Fruit spirit made from the red damson plum

Damassine is a clear, fruit spirit, distilled from the red damson plum, produced exclusively in the Swiss Republic and Canton of Jura following appellation d'origine protégée (AOP) guidelines that require specific sourcing and production practices. Damassine is also considered an eau de vie (water of life), more specifically an eau de vie de prunes, and is commonly referred to as a fruit brandy contrary to the regulation defining it as a fruit spirit.

== History ==
The production of damassine in the canton of Jura is an age old tradition however, due to a lack of historical documentation, no one really knows how the red damson plum arrived in the Jura region or how the practice of distilling the fruit began there. The true story, being lost to history, has been replaced by romantic legend and speculation. One legend says that the red damson plum was brought back by the knights that left for the 2nd Crusade in 1129 with Saint-Bernard de Clervaux. Another story has it that a former parish priest named François Guenat, from Charmoille, brought the seeds back with him from a trip to Palestine in 1145. Still another legend attributes the importation of the red damson to the Duke of Anjou who is believed to have discovered it in Jerusalem circa 1220 during the 5th Crusade. Regardless of when the red damson arrived in the canton of Jura and how the practice of distillation began, one thing is certain, the name damassine is derived from Damascus, the capital of Syria.

== Protection of the name Damassine ==
On 7 July 2002, an application for the recognition of the name Damassine was submitted in AOC (Appellation d'origine contrôlée) by the producers (the Association of Fruit Producers of Ajoie and the Fruits du Jura association) of the Canton of Jura in order to protect the heritage of this product of the Jurassic region. In June 2005, the Federal Office of Agriculture (Switzerland) FOAG accepted the request which was held up in court. Eventually, in August 2007 the FOAG entered the name Damassine into the register of protected indications of origin AOC. That decision was challenged in the federal courts but, the court decided in favor of the applicants and the protection was finally established on 26 February 2010, granting Damassine the AOP designation. Since then, only plum spirits produced within the boundaries of the Republic and Canton of Jura made in accordance with the AOP guidelines can be labelled Damassine. As part of product certification, Damassine must pass an official tasting (degustation) test before it may be marketed under the protected name. The responsible commission evaluates the taste according to the following criteria:

    • Olfactory characteristics and purity;

    • Taste and typicality of the fruit;

    • Retro-olfaction, taste and purity;

    • Balance

== Production ==
In order to be called Damassine, the production of the spirit must adhere to the strict guidelines established for the AOP. To meet these standards, all of the ingredients, even the water for reduction, must originate within the designated Jurassic region. Furthermore, every aspect of production, including storage, must be carried out within the borders of the Canton of Jura.

---+---

▶ _Exercise details_: Condense the paragraph of the damassine text that begins "In order to be called Damassine" into a short bulleted list that keeps its main facts. The lines placed here play no part in the work on the damassine text.

---+---

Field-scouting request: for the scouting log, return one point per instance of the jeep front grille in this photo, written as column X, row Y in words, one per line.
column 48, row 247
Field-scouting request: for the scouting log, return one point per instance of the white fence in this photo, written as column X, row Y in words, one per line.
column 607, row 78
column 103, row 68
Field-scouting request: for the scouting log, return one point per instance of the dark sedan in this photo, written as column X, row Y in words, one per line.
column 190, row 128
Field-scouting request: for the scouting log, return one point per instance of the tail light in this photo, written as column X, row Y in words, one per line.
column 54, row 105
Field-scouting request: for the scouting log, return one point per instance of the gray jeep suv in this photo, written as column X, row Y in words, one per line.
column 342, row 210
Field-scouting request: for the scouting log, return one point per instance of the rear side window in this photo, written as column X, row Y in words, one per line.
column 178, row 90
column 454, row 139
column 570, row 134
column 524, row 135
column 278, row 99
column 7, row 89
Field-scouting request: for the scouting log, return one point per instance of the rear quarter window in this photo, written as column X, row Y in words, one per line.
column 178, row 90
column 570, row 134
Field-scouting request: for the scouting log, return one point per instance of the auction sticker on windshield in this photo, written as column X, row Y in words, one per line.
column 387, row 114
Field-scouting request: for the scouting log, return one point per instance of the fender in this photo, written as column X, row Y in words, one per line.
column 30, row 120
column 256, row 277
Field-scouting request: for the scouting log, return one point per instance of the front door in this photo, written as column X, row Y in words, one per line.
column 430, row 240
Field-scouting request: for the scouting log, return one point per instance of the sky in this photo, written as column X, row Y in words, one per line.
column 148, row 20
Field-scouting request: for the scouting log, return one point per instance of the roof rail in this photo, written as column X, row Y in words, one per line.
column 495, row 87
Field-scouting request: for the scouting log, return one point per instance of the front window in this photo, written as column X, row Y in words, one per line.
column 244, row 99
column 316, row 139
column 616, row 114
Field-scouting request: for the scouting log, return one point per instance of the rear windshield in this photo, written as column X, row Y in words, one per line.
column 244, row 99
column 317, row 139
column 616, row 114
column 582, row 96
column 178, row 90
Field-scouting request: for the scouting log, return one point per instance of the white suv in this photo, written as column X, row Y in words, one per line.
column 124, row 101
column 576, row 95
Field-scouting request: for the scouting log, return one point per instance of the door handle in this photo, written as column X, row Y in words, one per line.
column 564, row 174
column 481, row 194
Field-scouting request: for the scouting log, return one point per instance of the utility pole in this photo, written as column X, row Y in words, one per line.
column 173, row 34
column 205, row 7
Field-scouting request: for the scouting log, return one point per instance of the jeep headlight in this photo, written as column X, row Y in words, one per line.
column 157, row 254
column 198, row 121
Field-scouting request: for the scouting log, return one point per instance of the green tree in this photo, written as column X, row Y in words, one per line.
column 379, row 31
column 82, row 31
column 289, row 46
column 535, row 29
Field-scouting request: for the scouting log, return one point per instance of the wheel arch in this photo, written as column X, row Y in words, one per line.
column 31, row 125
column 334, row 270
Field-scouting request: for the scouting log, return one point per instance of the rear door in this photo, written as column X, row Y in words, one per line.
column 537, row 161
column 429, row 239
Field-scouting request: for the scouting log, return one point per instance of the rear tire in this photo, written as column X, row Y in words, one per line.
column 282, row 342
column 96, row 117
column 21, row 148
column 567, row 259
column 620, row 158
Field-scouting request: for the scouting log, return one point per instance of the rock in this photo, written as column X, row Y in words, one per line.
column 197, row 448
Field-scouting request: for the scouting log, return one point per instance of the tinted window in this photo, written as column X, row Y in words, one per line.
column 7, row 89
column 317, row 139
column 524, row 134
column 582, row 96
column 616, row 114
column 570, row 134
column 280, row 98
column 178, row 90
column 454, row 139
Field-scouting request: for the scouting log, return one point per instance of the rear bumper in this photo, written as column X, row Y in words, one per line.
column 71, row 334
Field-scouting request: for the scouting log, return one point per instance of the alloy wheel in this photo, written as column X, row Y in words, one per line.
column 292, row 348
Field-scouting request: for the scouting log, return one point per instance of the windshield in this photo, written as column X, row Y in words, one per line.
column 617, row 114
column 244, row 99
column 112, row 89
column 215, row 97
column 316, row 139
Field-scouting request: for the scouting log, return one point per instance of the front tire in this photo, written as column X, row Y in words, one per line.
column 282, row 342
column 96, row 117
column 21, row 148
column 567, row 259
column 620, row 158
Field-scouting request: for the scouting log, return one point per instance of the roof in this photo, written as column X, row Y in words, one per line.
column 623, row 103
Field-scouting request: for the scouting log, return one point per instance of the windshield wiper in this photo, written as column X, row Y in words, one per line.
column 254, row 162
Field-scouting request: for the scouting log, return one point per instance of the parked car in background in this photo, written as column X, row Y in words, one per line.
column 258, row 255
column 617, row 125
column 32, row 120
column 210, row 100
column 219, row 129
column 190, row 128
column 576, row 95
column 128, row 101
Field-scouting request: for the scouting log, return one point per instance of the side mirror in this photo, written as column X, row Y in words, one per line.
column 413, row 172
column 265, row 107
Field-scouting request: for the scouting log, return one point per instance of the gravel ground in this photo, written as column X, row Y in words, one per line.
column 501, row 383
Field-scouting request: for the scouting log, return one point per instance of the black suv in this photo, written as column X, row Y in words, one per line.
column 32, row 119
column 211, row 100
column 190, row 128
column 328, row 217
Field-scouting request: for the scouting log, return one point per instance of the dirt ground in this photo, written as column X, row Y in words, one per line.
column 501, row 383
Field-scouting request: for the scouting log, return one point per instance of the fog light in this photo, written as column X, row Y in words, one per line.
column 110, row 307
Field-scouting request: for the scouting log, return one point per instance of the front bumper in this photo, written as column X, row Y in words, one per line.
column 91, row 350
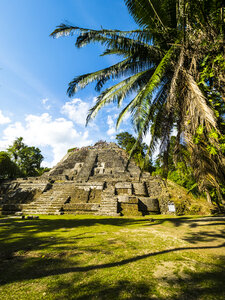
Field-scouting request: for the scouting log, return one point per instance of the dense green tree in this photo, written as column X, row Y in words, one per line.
column 173, row 66
column 8, row 169
column 27, row 158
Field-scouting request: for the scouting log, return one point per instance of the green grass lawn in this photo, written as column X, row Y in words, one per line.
column 88, row 257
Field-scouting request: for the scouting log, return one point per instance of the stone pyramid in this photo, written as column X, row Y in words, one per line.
column 90, row 180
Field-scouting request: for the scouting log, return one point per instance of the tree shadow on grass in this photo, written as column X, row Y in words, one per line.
column 196, row 285
column 14, row 267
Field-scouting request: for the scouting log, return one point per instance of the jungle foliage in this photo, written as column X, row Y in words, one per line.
column 172, row 73
column 21, row 160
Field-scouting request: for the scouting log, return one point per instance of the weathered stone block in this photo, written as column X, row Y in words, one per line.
column 140, row 189
column 149, row 204
column 123, row 198
column 95, row 196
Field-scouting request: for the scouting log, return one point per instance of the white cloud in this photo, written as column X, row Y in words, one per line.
column 44, row 131
column 111, row 124
column 44, row 102
column 3, row 119
column 76, row 110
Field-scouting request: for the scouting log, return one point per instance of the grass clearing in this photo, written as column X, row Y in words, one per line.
column 89, row 257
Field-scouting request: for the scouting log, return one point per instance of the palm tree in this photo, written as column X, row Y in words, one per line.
column 173, row 68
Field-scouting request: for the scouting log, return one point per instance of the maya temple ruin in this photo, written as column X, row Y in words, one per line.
column 90, row 180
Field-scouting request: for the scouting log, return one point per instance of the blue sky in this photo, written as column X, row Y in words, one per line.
column 35, row 70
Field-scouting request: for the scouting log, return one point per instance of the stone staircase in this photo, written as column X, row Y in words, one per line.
column 109, row 203
column 81, row 208
column 50, row 202
column 85, row 173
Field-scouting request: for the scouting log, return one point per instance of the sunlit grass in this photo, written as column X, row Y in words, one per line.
column 88, row 257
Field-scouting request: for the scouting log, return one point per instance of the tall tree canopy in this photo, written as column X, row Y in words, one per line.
column 28, row 159
column 174, row 69
column 8, row 169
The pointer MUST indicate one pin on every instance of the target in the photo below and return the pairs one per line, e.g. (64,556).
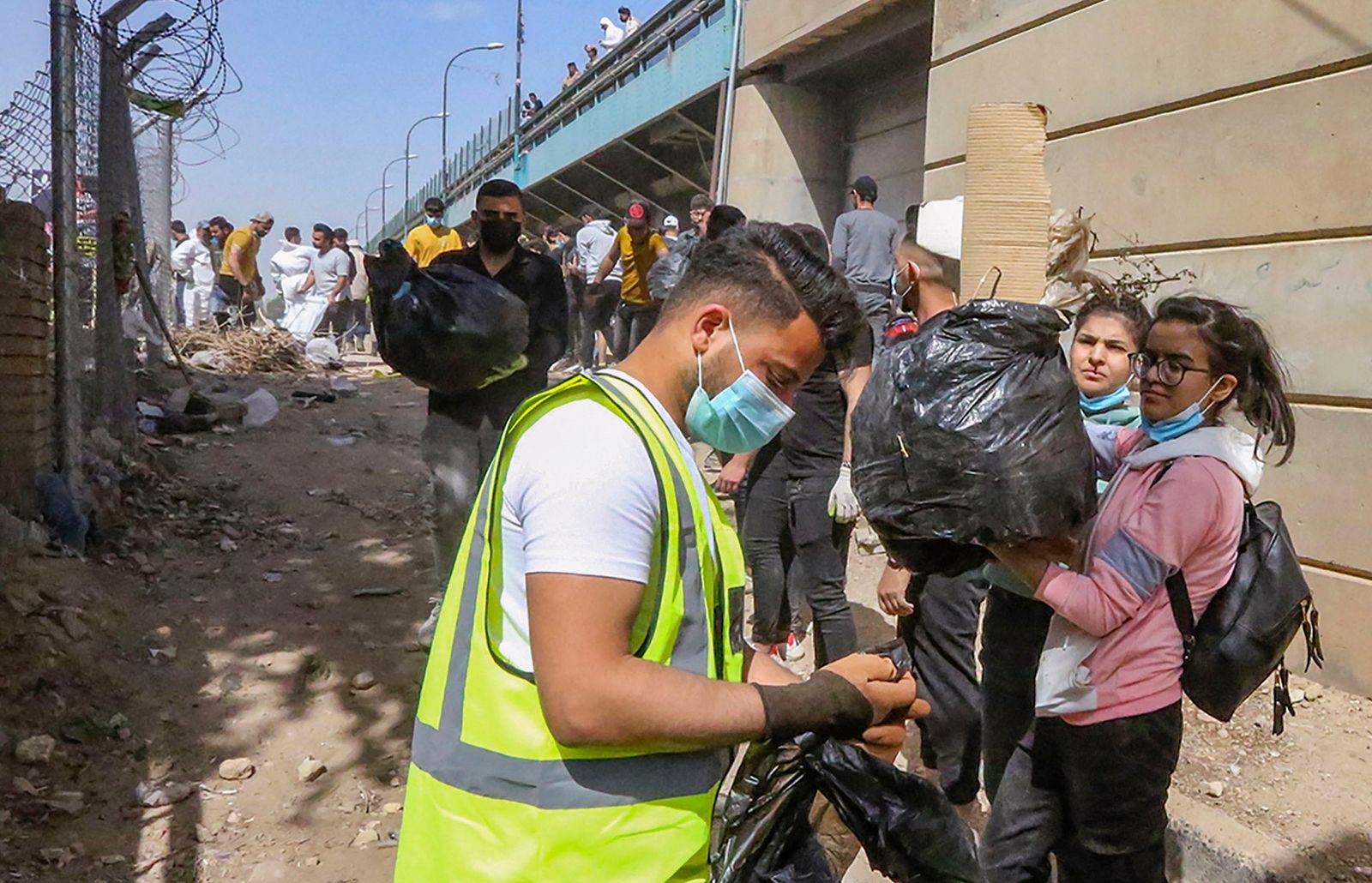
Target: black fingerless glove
(827,704)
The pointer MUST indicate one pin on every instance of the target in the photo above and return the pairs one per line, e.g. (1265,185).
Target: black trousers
(796,512)
(597,308)
(1094,796)
(635,321)
(942,636)
(1013,631)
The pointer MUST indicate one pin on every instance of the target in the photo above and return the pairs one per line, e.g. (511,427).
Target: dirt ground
(258,602)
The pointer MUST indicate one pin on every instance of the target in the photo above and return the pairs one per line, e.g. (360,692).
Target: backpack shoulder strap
(1179,595)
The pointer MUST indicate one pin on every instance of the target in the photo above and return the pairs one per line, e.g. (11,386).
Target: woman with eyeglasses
(1091,778)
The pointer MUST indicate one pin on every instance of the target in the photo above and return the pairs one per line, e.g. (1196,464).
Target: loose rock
(34,749)
(237,768)
(310,770)
(165,794)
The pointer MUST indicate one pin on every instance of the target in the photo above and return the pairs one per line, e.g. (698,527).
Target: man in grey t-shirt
(864,253)
(328,279)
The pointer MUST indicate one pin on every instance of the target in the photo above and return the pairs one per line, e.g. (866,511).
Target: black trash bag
(971,432)
(905,823)
(445,327)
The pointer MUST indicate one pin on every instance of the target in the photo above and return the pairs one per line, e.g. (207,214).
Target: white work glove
(843,503)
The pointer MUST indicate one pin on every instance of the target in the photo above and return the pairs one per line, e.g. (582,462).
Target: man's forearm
(655,706)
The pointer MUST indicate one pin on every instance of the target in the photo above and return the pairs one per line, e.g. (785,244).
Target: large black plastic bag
(905,823)
(443,327)
(971,432)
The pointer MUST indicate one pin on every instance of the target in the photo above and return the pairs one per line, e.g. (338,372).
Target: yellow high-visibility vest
(491,796)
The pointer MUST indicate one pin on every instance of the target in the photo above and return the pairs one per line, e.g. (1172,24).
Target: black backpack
(1249,624)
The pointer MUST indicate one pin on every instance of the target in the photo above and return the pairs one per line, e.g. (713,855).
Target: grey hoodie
(593,243)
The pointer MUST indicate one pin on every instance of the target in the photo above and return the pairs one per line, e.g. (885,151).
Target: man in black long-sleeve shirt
(464,427)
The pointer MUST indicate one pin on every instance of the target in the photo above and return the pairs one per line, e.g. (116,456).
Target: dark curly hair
(1238,345)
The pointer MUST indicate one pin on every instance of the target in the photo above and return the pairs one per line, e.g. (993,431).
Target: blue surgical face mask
(1104,404)
(1182,423)
(743,417)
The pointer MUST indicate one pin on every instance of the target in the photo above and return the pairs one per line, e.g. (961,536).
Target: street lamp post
(368,210)
(443,116)
(386,221)
(489,45)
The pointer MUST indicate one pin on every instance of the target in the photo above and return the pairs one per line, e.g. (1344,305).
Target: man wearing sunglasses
(432,237)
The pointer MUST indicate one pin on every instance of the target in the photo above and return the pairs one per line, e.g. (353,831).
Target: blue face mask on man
(1182,423)
(1104,404)
(743,417)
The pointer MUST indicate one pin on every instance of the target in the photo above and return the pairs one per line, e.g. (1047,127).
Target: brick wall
(25,354)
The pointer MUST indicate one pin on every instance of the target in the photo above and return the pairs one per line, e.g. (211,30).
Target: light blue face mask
(1104,404)
(1182,423)
(743,417)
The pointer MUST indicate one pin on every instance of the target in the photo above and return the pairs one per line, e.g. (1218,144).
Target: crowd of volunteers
(590,660)
(312,290)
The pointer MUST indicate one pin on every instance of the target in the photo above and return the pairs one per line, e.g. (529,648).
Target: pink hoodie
(1188,520)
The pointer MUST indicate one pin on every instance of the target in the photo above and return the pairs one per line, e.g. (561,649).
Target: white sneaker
(425,634)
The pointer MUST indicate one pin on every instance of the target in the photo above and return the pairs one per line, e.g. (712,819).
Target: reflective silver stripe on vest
(582,784)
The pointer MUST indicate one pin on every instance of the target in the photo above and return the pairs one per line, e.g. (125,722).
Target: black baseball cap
(866,188)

---+---

▶ _Task response_:
- A spirit may be called Damassine only if its production follows the strict guidelines set for the AOP.
- All ingredients, including the water used for reduction, must come from the designated Jurassic region.
- Every step of production, storage included, must take place within the borders of the Canton of Jura.